* begin *

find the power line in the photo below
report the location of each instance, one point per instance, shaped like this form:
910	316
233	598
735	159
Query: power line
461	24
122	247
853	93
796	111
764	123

* end *

- WHAT NEEDS TO BE DONE: Rewrite the records above with "power line" changed to "utility cable" throughout, leaving every other line untouched.

- THE REPLY:
find the utility cable in the photo below
report the location of each instance, one point per instance, shaped like this form:
910	316
233	598
735	159
Query: utility cable
461	24
122	247
853	93
796	111
764	123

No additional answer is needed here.